Written exercise —
Reproduce, character for character, the stretch of the listing that opens with the line containing "Instruction set for this micro-task: find chair" and closes with the line containing "[225,167,340,269]", including both of those lines. Output only that stretch.

Stored data —
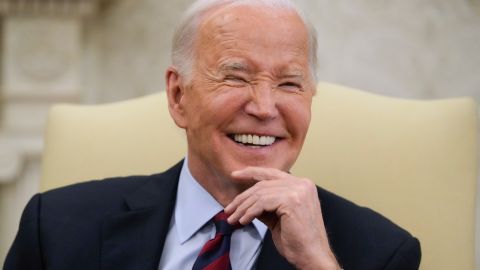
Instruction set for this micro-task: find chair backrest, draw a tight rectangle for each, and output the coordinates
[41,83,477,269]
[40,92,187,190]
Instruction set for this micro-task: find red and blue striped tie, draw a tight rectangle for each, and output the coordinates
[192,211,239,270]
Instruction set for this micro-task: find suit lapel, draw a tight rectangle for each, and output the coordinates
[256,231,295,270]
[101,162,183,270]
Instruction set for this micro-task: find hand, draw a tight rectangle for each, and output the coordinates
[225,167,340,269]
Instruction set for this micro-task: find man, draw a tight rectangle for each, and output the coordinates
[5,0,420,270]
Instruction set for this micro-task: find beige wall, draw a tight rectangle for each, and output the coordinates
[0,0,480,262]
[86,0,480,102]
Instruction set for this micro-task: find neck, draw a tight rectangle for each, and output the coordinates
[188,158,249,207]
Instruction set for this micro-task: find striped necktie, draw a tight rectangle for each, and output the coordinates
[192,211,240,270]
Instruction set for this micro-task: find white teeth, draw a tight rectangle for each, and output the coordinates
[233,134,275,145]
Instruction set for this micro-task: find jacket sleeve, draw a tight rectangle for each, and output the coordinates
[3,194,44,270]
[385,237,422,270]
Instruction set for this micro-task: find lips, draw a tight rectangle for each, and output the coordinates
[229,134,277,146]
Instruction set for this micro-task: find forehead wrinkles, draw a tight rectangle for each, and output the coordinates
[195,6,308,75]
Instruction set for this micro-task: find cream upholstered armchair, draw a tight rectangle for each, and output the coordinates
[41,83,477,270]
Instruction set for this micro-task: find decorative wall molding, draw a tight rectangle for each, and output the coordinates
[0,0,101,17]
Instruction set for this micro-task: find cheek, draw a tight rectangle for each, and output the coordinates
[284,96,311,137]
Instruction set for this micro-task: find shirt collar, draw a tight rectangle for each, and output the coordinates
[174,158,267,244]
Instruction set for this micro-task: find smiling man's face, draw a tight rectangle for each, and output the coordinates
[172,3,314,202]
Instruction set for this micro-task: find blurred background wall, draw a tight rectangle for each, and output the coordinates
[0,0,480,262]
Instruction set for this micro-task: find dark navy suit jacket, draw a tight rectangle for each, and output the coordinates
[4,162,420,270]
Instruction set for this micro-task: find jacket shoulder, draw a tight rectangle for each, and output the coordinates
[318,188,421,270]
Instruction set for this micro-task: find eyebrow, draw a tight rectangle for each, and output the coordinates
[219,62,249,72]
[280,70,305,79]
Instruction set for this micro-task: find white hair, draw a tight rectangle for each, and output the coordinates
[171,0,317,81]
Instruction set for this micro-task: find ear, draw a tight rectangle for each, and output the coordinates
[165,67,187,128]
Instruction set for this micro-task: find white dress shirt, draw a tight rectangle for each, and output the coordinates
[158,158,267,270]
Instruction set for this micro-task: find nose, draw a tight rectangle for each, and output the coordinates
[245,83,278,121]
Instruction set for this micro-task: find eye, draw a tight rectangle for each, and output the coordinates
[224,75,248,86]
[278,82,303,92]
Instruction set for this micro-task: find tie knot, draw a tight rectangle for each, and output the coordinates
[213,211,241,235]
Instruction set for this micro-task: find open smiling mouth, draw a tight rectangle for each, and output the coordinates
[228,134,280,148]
==
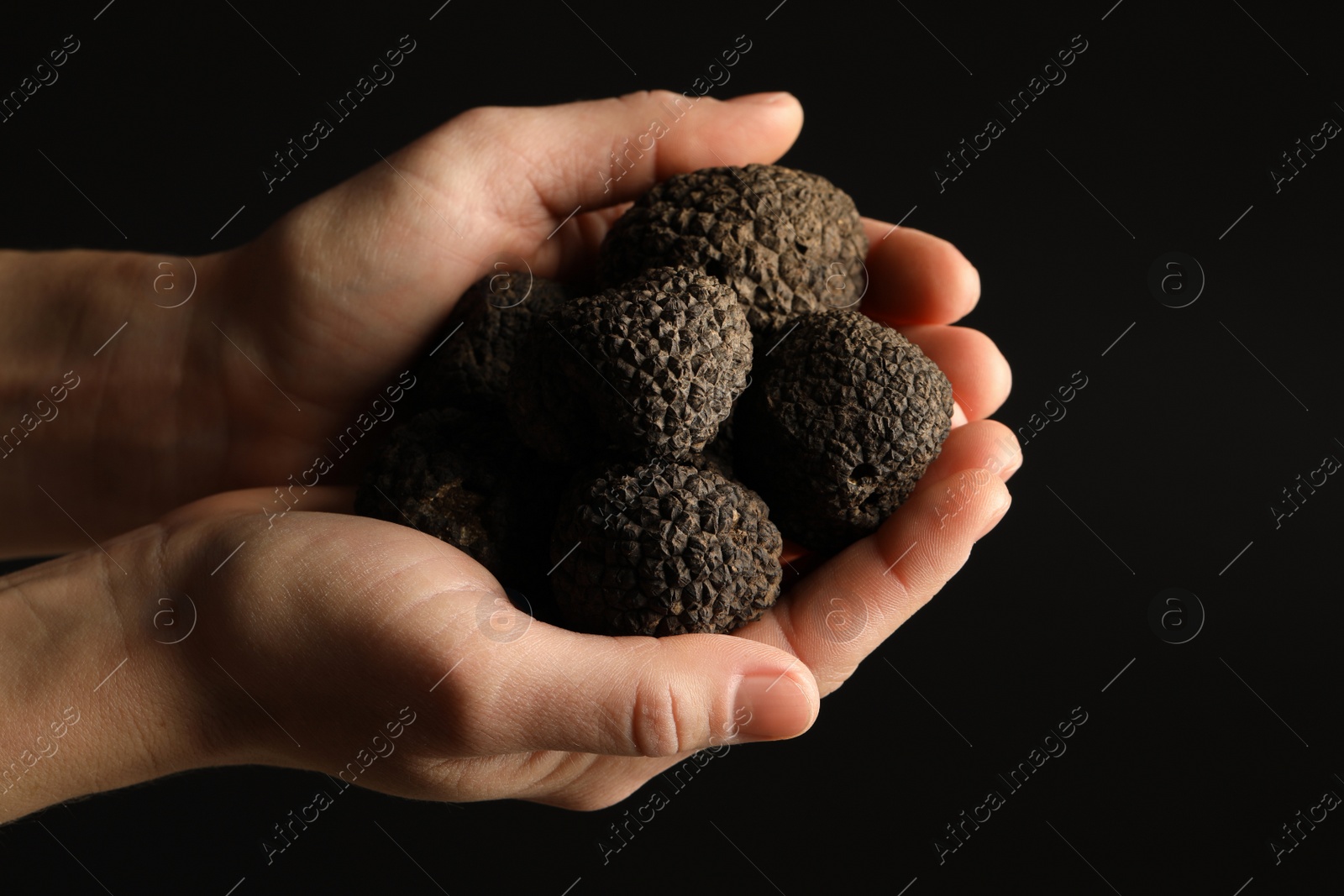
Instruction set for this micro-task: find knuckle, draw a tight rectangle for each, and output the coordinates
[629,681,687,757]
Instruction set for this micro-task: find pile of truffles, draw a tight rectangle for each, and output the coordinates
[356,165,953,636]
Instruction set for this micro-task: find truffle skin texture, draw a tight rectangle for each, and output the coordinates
---
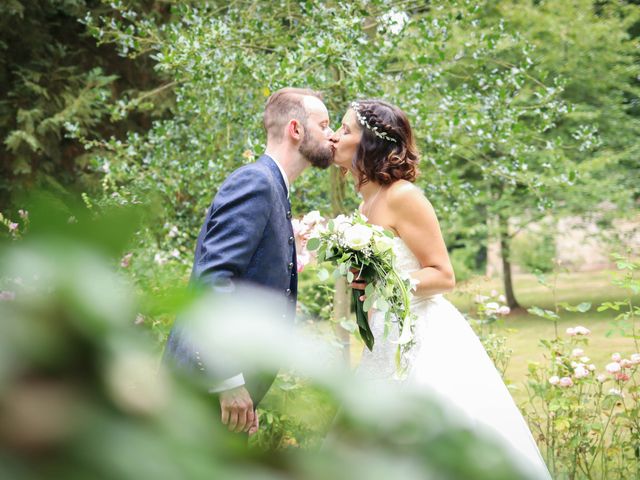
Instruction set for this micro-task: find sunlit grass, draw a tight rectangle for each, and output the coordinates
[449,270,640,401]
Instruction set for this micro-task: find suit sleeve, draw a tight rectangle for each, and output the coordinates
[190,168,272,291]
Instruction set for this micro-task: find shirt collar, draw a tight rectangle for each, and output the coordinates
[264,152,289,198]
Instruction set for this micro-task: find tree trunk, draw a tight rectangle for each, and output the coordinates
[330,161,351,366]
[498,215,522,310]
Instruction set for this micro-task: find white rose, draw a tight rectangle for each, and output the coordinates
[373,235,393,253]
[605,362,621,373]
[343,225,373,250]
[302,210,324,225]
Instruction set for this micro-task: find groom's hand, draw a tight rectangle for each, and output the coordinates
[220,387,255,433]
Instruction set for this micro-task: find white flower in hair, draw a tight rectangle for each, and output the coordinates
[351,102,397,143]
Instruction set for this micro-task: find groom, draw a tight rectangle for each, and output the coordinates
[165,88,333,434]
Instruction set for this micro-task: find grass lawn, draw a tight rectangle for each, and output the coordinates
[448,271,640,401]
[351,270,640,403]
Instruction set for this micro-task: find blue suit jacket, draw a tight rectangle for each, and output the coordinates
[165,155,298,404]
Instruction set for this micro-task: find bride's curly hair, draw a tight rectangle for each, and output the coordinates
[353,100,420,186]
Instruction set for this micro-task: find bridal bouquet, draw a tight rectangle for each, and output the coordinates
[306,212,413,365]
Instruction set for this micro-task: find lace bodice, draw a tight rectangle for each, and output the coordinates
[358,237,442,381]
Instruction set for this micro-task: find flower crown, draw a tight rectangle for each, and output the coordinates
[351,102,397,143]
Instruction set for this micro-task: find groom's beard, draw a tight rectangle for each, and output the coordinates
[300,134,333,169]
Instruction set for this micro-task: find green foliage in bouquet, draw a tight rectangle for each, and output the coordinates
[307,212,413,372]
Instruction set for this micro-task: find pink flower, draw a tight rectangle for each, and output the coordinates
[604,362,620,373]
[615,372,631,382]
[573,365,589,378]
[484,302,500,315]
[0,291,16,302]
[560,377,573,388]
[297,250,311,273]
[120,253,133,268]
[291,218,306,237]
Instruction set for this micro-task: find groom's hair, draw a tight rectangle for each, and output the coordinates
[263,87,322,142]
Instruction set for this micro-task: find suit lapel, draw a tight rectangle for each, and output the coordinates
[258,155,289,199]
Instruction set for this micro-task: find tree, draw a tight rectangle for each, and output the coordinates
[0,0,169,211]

Exercise answer —
Instruction set for this micro-task: find chair backrest, draw a tight rectangle for each, and output the coordinates
[41,83,477,269]
[40,92,187,190]
Instruction set for this micro-task: find red and blue striped tie, draw a tight rectangle for each, and output the coordinates
[192,211,239,270]
Instruction set for this micro-task: find suit lapel, draw a tight rectangle for each, and output the coordinates
[256,231,295,270]
[101,162,183,270]
Instruction set for this micro-task: find hand, draw a tight rectangle for each, and output the coordinates
[225,167,340,269]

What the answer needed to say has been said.